*** Opening of INPUT FOR THIS TASK ***

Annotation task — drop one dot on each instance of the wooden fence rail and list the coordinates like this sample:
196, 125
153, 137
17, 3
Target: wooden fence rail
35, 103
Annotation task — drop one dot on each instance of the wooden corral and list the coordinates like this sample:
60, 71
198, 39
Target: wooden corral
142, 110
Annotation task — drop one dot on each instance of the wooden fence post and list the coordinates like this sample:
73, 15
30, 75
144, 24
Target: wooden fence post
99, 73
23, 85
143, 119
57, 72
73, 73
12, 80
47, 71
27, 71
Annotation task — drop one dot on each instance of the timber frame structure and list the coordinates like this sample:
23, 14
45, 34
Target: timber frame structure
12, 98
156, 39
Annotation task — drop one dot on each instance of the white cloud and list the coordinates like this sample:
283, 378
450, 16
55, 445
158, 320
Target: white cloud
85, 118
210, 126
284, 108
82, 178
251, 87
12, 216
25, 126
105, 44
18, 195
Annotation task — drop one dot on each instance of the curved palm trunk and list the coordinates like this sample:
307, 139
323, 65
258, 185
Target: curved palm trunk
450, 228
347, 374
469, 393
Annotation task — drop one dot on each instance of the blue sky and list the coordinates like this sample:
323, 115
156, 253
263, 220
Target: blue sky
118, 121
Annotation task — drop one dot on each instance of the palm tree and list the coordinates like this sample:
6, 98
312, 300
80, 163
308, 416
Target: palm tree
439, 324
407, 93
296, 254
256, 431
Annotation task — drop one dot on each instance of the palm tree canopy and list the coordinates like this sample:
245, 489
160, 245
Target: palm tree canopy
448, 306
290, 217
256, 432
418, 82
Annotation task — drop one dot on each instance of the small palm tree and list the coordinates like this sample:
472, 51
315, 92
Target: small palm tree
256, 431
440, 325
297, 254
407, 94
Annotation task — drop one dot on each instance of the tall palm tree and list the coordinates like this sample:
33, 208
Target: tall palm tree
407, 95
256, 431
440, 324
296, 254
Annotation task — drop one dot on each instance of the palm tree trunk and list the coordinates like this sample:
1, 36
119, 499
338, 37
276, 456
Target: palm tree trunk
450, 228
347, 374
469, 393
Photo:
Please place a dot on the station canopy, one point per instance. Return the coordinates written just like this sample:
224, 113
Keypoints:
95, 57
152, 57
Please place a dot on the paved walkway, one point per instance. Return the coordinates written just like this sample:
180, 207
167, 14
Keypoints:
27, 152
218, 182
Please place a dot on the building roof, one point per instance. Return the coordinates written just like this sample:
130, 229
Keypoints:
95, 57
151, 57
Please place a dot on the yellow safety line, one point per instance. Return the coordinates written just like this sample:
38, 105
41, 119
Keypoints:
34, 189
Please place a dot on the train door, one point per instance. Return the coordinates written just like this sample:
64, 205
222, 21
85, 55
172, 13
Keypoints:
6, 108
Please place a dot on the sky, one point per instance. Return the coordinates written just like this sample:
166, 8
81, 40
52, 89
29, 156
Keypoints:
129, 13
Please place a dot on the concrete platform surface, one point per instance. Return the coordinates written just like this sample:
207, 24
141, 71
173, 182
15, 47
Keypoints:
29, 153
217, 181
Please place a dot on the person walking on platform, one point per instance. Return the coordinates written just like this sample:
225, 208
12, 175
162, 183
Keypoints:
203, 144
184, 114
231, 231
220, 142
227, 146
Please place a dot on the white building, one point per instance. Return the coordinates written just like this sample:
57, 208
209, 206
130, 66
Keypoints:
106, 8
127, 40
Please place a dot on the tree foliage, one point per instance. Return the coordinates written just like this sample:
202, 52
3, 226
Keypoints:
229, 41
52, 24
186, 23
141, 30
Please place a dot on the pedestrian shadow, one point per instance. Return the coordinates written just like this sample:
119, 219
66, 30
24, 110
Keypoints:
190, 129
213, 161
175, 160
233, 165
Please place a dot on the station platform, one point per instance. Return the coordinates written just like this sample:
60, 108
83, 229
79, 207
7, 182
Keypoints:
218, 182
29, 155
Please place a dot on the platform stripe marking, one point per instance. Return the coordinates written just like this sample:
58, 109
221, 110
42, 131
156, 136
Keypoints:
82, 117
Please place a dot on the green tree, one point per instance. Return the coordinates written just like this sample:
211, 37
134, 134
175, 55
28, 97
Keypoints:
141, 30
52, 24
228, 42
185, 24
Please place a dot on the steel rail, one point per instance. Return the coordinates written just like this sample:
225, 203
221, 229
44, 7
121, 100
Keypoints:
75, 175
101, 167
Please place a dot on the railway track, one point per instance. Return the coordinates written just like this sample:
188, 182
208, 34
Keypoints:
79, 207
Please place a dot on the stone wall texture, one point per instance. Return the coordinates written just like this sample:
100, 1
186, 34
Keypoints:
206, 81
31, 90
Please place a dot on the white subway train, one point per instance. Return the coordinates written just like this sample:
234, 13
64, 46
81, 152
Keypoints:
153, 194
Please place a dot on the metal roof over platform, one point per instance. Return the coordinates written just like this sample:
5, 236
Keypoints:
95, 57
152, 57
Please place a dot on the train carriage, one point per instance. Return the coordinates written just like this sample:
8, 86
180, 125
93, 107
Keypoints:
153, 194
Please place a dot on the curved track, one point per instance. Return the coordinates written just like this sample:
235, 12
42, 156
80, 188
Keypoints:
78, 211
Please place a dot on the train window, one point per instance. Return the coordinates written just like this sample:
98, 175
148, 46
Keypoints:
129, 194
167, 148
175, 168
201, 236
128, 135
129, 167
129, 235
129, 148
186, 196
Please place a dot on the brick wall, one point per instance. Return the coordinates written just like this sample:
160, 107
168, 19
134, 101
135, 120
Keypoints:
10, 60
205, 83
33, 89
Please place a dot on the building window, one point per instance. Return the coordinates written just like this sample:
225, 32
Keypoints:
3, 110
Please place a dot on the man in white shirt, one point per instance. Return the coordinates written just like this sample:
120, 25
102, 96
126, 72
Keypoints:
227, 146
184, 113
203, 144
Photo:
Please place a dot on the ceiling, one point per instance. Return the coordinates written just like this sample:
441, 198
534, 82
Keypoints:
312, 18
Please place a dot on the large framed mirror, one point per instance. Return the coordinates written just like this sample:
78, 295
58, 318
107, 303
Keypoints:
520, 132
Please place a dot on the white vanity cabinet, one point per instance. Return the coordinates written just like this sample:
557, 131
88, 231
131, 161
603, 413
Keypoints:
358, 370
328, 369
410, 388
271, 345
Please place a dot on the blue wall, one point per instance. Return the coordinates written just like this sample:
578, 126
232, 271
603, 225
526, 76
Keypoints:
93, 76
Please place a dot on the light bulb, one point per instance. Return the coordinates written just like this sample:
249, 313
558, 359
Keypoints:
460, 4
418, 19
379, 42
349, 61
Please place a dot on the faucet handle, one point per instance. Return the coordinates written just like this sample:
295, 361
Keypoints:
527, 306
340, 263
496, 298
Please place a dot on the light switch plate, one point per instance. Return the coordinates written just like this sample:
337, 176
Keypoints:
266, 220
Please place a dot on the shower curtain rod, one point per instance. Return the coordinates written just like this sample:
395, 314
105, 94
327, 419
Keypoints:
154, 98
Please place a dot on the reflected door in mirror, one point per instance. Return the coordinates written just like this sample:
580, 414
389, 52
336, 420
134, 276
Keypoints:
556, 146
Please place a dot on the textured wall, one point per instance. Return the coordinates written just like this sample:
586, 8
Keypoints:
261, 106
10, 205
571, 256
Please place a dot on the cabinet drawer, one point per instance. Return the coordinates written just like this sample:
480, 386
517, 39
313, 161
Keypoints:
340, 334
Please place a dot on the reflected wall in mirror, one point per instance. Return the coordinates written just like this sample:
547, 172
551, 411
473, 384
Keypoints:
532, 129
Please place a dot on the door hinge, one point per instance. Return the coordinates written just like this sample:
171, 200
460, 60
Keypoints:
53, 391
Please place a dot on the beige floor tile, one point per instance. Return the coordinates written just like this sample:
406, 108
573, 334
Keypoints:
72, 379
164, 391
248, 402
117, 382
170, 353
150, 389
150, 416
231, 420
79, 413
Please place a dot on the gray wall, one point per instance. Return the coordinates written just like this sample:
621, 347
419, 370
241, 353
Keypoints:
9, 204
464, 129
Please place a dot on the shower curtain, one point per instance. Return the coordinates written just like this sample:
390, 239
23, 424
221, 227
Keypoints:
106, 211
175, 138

*** Close of INPUT FOR THIS TASK ***

• [EXERCISE GOAL]
Look over the records above, and wherever a line contains the string "curtain", copy that line.

• [EXERCISE OUTPUT]
Please place a dot on the shower curtain rod, one point per instance. Return the coordinates written just like this sample:
Please place a dot on the shower curtain, one point per instance. Return the coordinates written just like this sample:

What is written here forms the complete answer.